--- START RECORDS SHOWN ---
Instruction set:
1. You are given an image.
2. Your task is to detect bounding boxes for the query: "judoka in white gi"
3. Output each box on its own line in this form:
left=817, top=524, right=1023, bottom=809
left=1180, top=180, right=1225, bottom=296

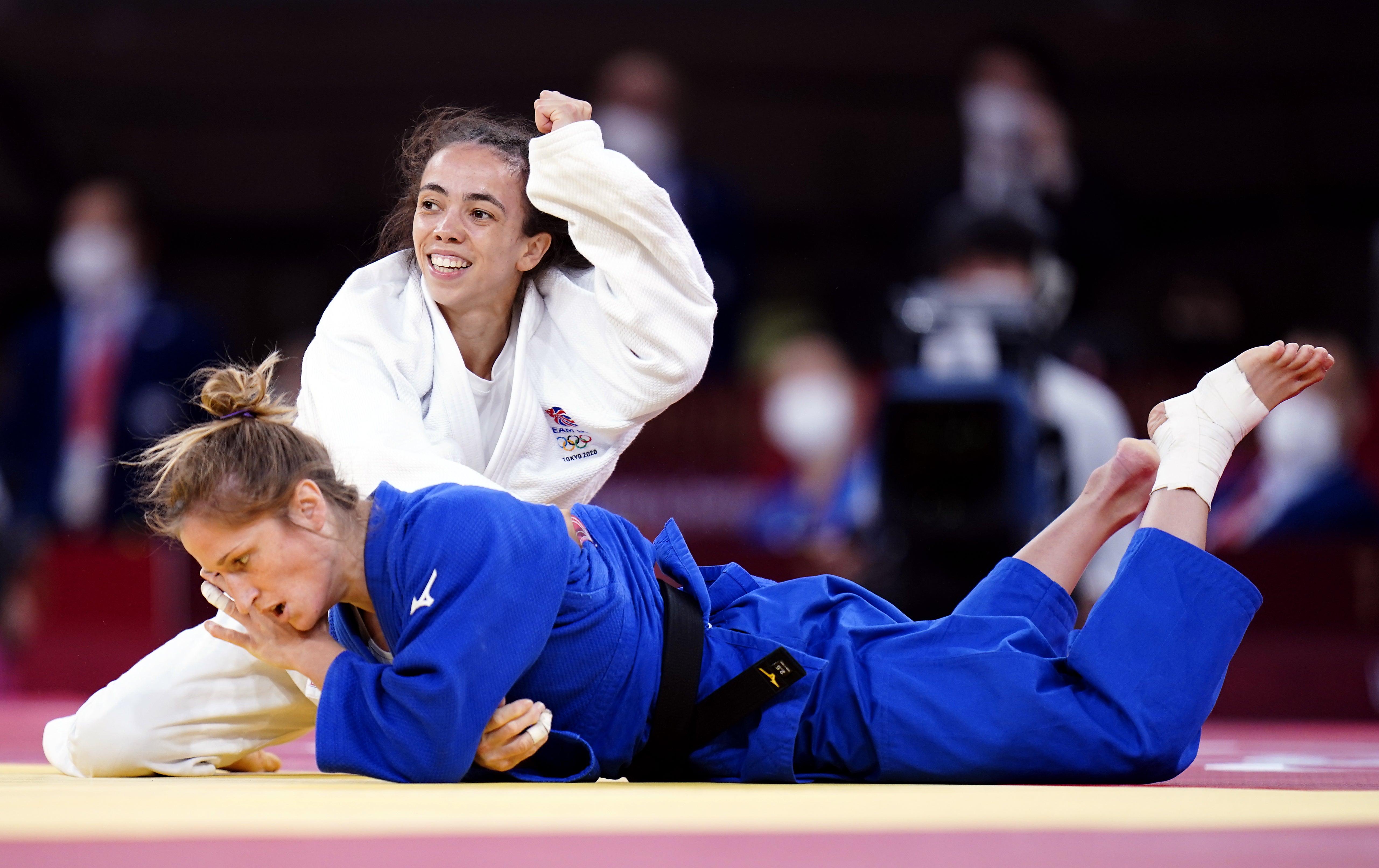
left=43, top=91, right=716, bottom=777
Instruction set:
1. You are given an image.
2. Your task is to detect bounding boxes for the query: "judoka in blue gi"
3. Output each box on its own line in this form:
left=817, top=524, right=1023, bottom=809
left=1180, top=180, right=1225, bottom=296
left=142, top=342, right=1332, bottom=783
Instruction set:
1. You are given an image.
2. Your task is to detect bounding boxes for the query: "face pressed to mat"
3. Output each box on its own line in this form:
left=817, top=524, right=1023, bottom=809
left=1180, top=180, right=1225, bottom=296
left=181, top=513, right=338, bottom=630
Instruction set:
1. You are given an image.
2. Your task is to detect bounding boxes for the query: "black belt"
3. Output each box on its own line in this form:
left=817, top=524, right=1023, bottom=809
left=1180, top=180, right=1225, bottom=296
left=623, top=581, right=804, bottom=781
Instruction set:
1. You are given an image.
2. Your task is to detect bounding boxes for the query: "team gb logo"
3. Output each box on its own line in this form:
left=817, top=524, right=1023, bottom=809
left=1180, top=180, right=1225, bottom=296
left=546, top=407, right=598, bottom=461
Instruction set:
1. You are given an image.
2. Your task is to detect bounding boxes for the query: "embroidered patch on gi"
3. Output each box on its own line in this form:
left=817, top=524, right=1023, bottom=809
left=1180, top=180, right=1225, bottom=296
left=408, top=570, right=437, bottom=615
left=546, top=407, right=598, bottom=461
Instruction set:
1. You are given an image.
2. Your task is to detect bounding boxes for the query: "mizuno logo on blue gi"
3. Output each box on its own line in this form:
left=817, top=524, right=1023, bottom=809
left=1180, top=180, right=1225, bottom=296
left=408, top=570, right=436, bottom=615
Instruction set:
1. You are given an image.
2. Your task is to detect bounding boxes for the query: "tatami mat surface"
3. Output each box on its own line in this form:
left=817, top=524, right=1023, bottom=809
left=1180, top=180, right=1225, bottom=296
left=0, top=698, right=1379, bottom=868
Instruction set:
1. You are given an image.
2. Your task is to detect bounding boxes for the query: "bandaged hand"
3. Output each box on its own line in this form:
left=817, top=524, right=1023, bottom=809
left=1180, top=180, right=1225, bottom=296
left=203, top=581, right=345, bottom=687
left=474, top=697, right=552, bottom=772
left=535, top=91, right=594, bottom=132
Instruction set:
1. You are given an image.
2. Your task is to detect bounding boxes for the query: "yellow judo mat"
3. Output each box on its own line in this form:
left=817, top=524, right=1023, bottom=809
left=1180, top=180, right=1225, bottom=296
left=0, top=765, right=1379, bottom=842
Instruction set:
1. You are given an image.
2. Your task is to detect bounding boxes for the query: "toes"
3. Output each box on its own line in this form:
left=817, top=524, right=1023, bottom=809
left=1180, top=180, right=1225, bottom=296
left=1288, top=343, right=1317, bottom=371
left=1274, top=343, right=1299, bottom=369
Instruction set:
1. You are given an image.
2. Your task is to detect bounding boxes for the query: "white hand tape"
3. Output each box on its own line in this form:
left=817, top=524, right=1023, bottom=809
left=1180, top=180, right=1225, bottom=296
left=527, top=708, right=554, bottom=744
left=201, top=580, right=234, bottom=612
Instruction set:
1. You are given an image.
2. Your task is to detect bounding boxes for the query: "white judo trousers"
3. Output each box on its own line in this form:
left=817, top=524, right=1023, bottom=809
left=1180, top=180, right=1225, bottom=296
left=43, top=121, right=716, bottom=777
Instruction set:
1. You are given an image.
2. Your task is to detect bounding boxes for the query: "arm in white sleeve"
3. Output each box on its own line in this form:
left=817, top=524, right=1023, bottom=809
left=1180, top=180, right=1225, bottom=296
left=43, top=615, right=316, bottom=777
left=527, top=121, right=717, bottom=424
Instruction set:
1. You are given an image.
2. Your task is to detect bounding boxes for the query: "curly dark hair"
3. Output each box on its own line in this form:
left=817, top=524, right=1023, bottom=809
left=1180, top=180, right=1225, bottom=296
left=374, top=106, right=590, bottom=277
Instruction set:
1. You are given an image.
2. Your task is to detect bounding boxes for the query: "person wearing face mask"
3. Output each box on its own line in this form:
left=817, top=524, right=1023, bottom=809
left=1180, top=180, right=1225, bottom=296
left=752, top=333, right=880, bottom=576
left=44, top=91, right=716, bottom=777
left=0, top=179, right=216, bottom=535
left=0, top=178, right=219, bottom=697
left=594, top=50, right=748, bottom=372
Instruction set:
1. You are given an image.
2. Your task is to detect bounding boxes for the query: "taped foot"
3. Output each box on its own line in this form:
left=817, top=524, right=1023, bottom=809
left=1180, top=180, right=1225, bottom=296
left=1149, top=340, right=1335, bottom=506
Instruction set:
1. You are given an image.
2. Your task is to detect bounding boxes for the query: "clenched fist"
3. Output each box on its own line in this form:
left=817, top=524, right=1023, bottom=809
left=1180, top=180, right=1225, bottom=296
left=535, top=91, right=594, bottom=132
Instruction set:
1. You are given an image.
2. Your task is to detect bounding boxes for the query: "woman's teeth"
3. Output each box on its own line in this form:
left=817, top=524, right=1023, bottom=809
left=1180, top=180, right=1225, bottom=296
left=430, top=253, right=473, bottom=274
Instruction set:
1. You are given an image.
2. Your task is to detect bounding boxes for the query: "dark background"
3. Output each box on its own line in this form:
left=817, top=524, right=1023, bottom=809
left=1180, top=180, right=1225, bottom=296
left=0, top=0, right=1379, bottom=377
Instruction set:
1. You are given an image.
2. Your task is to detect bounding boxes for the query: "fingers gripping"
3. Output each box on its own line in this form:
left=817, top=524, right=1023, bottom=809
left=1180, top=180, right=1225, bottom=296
left=474, top=700, right=552, bottom=772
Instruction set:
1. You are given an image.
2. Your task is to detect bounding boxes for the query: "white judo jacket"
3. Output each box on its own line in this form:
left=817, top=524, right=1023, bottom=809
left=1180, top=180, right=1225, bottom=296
left=43, top=121, right=716, bottom=777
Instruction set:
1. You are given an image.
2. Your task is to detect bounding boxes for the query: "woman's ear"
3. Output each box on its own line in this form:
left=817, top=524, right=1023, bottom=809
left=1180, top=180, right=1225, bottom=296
left=287, top=479, right=329, bottom=532
left=517, top=231, right=550, bottom=271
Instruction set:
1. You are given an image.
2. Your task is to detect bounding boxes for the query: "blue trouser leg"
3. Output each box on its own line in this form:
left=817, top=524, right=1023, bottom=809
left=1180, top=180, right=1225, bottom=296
--- END RECORDS SHOWN ---
▶ _WHAT IS NEEDED_
Reproduce the stretch of lines above from the start of the records through the line containing "left=623, top=581, right=804, bottom=781", both ends included, with the requests kept unchanged and every coordinate in the answers multiplied by 0.5 and rounded to a whole number, halves rounded up. Leave the pictures out.

▶ _RESPONSE_
Instruction set:
1. You are given an image.
2. Your task is to detect bounding boxes for the query: "judoka in white gi"
3. Output each box on its own line in this form:
left=817, top=524, right=1023, bottom=809
left=1180, top=180, right=1225, bottom=296

left=22, top=46, right=358, bottom=389
Instruction set:
1. You are given an image.
2. Your task is to detect bounding boxes for the query: "judoka in blue gi"
3. Output each box on its own line in this form:
left=817, top=524, right=1023, bottom=809
left=1180, top=180, right=1225, bottom=296
left=71, top=171, right=666, bottom=392
Instruction set:
1. You are given an image.
2. Your task is to detect bounding boxes for the query: "face pressed to mat"
3. Output each box on its own line in this form:
left=817, top=524, right=1023, bottom=809
left=1180, top=180, right=1225, bottom=296
left=91, top=257, right=169, bottom=315
Instruction set:
1. You are given an image.
2. Your task is to detect bounding boxes for the query: "black belt"
3. Output each box on its own line in this form:
left=817, top=524, right=1023, bottom=809
left=1180, top=180, right=1225, bottom=296
left=312, top=291, right=402, bottom=391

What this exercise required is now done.